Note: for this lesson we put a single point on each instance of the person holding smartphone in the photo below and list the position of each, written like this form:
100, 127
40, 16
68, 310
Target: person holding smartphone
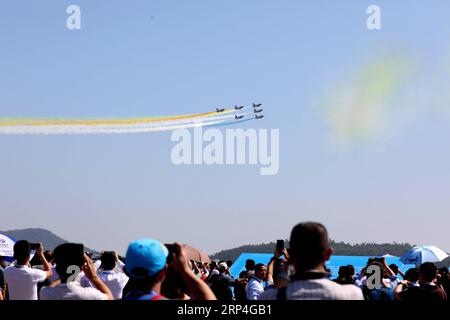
70, 260
22, 280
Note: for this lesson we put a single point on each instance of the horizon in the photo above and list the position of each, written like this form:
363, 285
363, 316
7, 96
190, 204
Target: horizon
223, 249
362, 114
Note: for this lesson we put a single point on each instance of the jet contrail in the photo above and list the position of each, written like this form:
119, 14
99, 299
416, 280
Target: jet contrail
45, 126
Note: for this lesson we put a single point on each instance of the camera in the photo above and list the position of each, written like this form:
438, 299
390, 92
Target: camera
34, 246
280, 245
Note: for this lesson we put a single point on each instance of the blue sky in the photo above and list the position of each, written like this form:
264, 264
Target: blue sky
145, 58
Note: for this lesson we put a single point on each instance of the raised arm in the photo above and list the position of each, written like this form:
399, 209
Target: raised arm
199, 289
47, 266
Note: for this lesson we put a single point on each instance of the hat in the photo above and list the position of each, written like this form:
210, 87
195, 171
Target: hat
146, 254
223, 266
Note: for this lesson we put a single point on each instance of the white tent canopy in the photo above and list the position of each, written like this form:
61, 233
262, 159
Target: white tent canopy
422, 254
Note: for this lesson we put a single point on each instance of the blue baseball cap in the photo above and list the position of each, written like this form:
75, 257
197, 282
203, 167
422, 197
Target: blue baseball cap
146, 254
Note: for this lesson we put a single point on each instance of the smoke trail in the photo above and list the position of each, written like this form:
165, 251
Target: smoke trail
53, 129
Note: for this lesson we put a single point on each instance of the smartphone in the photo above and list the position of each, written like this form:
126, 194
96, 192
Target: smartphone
280, 245
172, 249
34, 246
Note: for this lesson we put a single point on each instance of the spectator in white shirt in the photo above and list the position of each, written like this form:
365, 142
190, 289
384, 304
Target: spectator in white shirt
70, 259
255, 284
22, 280
112, 276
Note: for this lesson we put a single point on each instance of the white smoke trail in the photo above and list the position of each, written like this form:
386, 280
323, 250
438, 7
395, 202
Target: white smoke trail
106, 129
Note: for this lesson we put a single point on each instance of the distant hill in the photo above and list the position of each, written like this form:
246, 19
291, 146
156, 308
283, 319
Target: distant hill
49, 240
340, 248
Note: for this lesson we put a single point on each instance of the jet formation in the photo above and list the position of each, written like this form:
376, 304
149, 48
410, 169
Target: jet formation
255, 107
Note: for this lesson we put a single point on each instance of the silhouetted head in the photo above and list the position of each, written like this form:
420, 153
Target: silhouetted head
394, 268
350, 270
260, 271
309, 246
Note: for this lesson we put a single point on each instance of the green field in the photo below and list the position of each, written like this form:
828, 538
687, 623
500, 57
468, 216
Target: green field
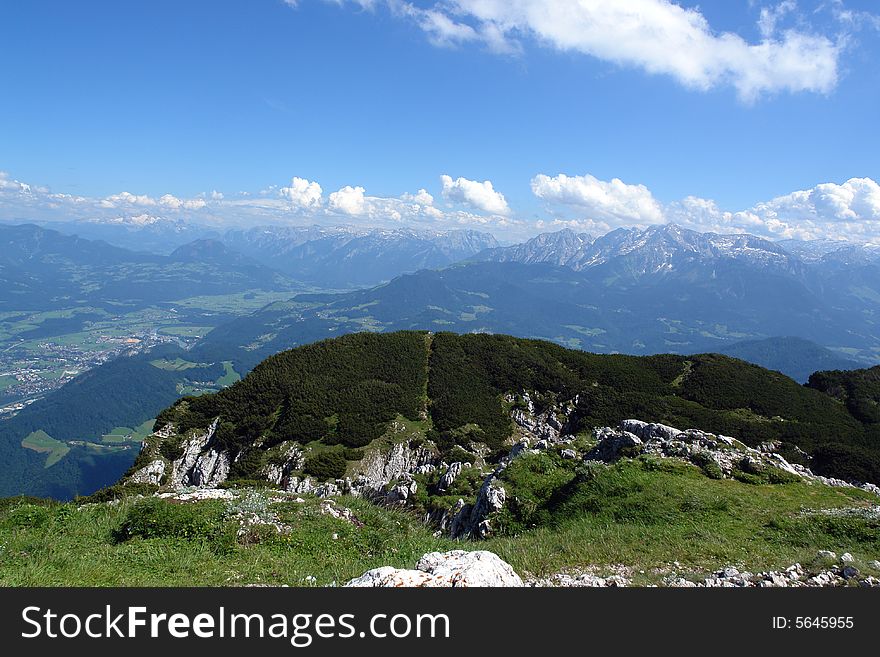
646, 518
241, 303
176, 365
121, 435
230, 376
40, 441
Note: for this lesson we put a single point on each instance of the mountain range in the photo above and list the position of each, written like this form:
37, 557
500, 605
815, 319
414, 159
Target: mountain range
637, 291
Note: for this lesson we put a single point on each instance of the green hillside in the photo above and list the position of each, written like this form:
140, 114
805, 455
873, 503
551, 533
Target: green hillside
344, 391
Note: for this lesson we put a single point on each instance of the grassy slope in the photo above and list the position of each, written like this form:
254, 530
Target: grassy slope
639, 514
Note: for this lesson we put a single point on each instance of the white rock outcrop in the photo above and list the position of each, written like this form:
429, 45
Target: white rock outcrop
459, 568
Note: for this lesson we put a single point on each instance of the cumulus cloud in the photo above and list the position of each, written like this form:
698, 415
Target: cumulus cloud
302, 193
657, 36
349, 200
613, 202
479, 195
174, 203
846, 211
9, 185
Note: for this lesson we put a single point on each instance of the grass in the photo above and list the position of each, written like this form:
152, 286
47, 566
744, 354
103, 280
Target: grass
41, 442
176, 365
648, 514
6, 381
230, 376
121, 435
65, 545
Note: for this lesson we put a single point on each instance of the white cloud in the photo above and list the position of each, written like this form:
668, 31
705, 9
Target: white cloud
349, 200
8, 185
657, 36
422, 197
174, 203
169, 201
127, 198
302, 193
479, 195
847, 211
612, 202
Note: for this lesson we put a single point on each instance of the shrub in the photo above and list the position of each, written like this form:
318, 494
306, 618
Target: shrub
28, 516
157, 518
328, 464
171, 449
708, 465
457, 453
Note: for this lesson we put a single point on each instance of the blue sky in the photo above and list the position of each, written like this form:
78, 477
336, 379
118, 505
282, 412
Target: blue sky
542, 113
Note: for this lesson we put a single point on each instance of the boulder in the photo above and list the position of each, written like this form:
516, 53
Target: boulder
457, 568
612, 445
151, 473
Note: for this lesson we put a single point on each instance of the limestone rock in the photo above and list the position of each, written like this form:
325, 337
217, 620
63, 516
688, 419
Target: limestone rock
457, 568
151, 473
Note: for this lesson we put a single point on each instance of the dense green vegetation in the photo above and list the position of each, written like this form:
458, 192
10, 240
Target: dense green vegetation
126, 392
345, 391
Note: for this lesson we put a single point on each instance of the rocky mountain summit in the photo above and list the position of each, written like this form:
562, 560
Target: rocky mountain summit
394, 476
484, 569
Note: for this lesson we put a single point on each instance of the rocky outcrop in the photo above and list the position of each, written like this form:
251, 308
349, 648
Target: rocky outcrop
535, 426
613, 445
198, 466
458, 569
707, 450
453, 470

○ ○ ○ ○

WHAT THE TASK REQUIRES:
Quote the records in full and exactly; skip any image.

THE RESPONSE:
Note: for this lesson we put a single point on each instance of the person holding smartphone in the photo below and list the position of each, written like this form:
100, 127
40, 16
68, 310
Target: person holding smartphone
70, 260
22, 280
Note: for this lesson we put a single point on each instance of the horizon in the photo above and list the position of each, written like this form:
363, 285
363, 316
7, 96
190, 204
Target: horizon
223, 249
362, 114
Note: for this lesson we put a single point on each instance of the jet contrail in the photo above and list the position of each, written like this form:
119, 14
99, 299
416, 280
Target: jet contrail
45, 126
Note: for this lesson we put a single point on each instance of the camera in the photo above and list the position of each, written like this form:
438, 299
390, 92
Target: camera
34, 246
280, 245
Note: for this lesson we put a single point on each instance of the blue sky in the photo above and list the position of each, written like this form:
264, 264
Target: blue sky
145, 58
Note: for this lesson we put a single point on each instance of the raised arm in the photo above and list the position of each, written like this form:
399, 209
Target: raised arm
199, 289
47, 266
Note: for this lesson we put a single point on each instance of the hat in the photo above and list the position of each, written like this form:
210, 87
195, 171
Target: hat
146, 254
223, 266
Note: for this lesson we put a single point on each instance of the white tent canopy in the photo above and list the position of each, written like this form:
61, 233
262, 159
Target: white tent canopy
422, 254
Note: for this lesson we put a single point on each instance of the blue baseball cap in the photo above and list the position of each, written like this form:
75, 257
197, 282
203, 167
422, 197
Target: blue baseball cap
146, 254
Note: for this lesson we put a single point on each instance of the smoke trail in the photo above and list the position of each, written like this form:
165, 251
Target: smoke trail
53, 129
Note: for this lesson we put a single point on each instance of the smartphone in the photo above and list the position of each, written like this form:
126, 194
96, 192
Target: smartphone
280, 245
172, 249
34, 246
Note: for this lesson we put a single point on each instance of the spectator in white shirt in the photo above and list the position of each, written like this form:
365, 142
190, 289
384, 304
Target: spectator in white shirt
70, 259
255, 284
22, 280
112, 276
Note: for this lesson we put a single point on each instance of the white smoke trail in the photo above and list the position of each, written like this form:
386, 280
323, 250
438, 7
395, 202
Target: white smoke trail
106, 129
Note: for this lesson we put a single point on each instance of the distant hill in the photo above and list the position of each, written like this form:
246, 19
291, 146
156, 308
283, 319
Target: distant hill
49, 240
340, 248
Note: for this lesson we put a single point on each instance of the jet formation in the photo above and list the position of each, written like this form:
376, 304
149, 48
410, 169
Target: jet formation
255, 107
Note: for this lesson we put a single point on each instance of the silhouetted head in the photo above and list the position of each, written like this form:
420, 153
Target: silhouetted head
394, 268
350, 270
260, 271
309, 246
Note: for this lesson we put a single point on each instance of the green field in the photo below and list the position of each, written like this form:
828, 538
687, 623
500, 57
468, 216
Target: green field
646, 518
241, 303
176, 365
121, 435
230, 376
40, 441
Note: for this lesson we put a single point on each instance of the mountain range in the photo above and list the position of each, written like this form:
37, 557
500, 605
815, 319
414, 159
Target: mountain range
637, 291
Note: for this lesson we put a single point on each instance of the green hillside in the photo above and list the position of each, written like this form:
140, 114
805, 455
873, 503
551, 533
Target: green hillside
344, 391
Note: for this lesson we put a single point on each instance of the grassy slope in the photo above and list the position of each, written like this form:
254, 530
Target: grassy slope
639, 514
Note: for this lesson we put a single point on each instance of the white rock outcrop in the photo above and list the position of each, written like this form:
429, 45
Target: white rock outcrop
459, 568
Note: for this lesson we put a single point on each instance of the cumulus cloud in the photo above and list the position of each, written like this form:
698, 415
Target: cumulus cloud
302, 193
657, 36
349, 200
613, 202
479, 195
174, 203
846, 211
9, 185
Note: for this lesson we put a single point on each instance of the grass in the photo above and list the position of each, written like this form:
152, 286
47, 566
744, 354
103, 280
Target: grass
41, 442
176, 365
648, 514
6, 381
230, 376
121, 435
65, 545
Note: for this lesson we put a single point on each instance of the white cloud in the photo above and list the position of each, written like this form:
668, 31
705, 9
Target: white cloud
349, 200
8, 185
657, 36
422, 197
174, 203
169, 201
127, 198
302, 193
479, 195
847, 211
612, 202
Note: for this lesson we put a single point on each instance of the shrub in the photo above and list the position of each, written like this form:
318, 494
306, 618
Target: shrub
28, 516
157, 518
328, 464
171, 449
708, 465
457, 453
Note: for this lesson we put a single point on each instance of the blue sky in the photo above and list the position of each, written like this form:
78, 477
336, 379
118, 505
282, 412
Target: blue sky
542, 113
Note: for this lesson we put a single point on each instance of the boulder in the photo above and list the position of each, written like this form:
516, 53
Target: boulder
457, 568
612, 445
151, 473
Note: for this lesson we put a single point on each instance of the limestone rock in the photo above and list the position of each, written like this form:
325, 337
217, 620
63, 516
688, 419
Target: limestone rock
457, 568
151, 473
Note: for this lesson we put a single point on each instance of the dense green vegetation in the photo above and list the position of each, written like this form:
458, 192
10, 240
Target: dense green vegetation
126, 392
345, 391
Note: for this lesson we put a single point on each instance of the rocky mountain summit in the photo above and list the position of each, written like this form:
562, 560
Target: rocky mountain summit
394, 476
484, 569
Note: for this lesson we put a single point on each instance of the rocky outcrop in the photo above and list the position of each, written like this form:
251, 308
349, 648
Target: rocky outcrop
535, 426
613, 445
198, 466
458, 569
707, 450
453, 470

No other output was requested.